TEXT UNDER STUDY:

Cost-saving recycling efforts in our hospitals

An ongoing hospital recycling initiative is addressing the issue of patient care supplies being thrown away without being used. The effort has helped Loma Linda University Health save costs, lessen the pressure on supply chain issues, and make a difference in reducing unnecessary hospital waste being generated.
The program, currently operating at Loma Linda University Medical Center and Children’s Hospital, East Campus and Surgical Hospital, started when concerns arose about the practice of discarding unused supplies at the nursing unit. Supplies returned to Central Supply due to concerns with recycle use for another patient, particularly during the pandemic due to infection control. As a result, if a unit order two sizes of an item for a patient, they could not return the unused package.
“There was ambiguity in whether a supply crossed into the patient field or remained in a clean supply location,” said Josh Lund, assistant vice president for supply chain management. “Because of infection control issues, those supplies were thrown out.”

DATASET SECTION:
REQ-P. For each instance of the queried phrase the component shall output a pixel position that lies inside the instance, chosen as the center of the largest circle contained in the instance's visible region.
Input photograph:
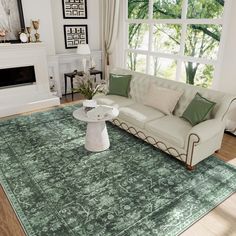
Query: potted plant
(86, 86)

REQUIRED ACTIONS:
1: Reproduce the part of the hospital recycling article starting with "Cost-saving recycling efforts" and going on through "waste being generated.".
2: Resume the hospital recycling article after its last sentence and carry it forward.
You won't need the listing for any of this.

OUTPUTS IN ORDER:
1:
Cost-saving recycling efforts in our hospitals

An ongoing hospital recycling initiative is addressing the issue of patient care supplies being thrown away without being used. The effort has helped Loma Linda University Health save costs, lessen the pressure on supply chain issues, and make a difference in reducing unnecessary hospital waste being generated.

2:
Because the issue occurs in all nursing units, Loma Linda University Medical Center’s Process Improvement team, directed by James Pappas, MD, began looking at eliminating waste and lowering costs. Interviewing frontline workers and trials across critical units let the Process Improvement team identify the existing issues and processes. Over time, that information led the team to develop strategies to handle supplies while lessening the need to discard still-useful items.
“Guided by the Epidemiology team, we helped teams establish viable boundaries for safety and infection control,” said Yolanda Arroyo, manager of process improvement for LLUH.
Financial investment to launch the program was minimal, and the team worked to change the process within the organization. Since the phased implementation began, Arroyo says that the average savings in supply returns has grown from $6,500 per month during the pandemic to more than $22,000 monthly, which projects to an annual savings of $185,000.
“Once the cost savings, environmental impact, and workflows were understood, people got on board relatively quickly,” Lund said.
Lund says the program continues to be a team effort across Central Service, Dispatch, and Nursing. Loma Linda University Health’s other hospitals will each begin participating in the effort.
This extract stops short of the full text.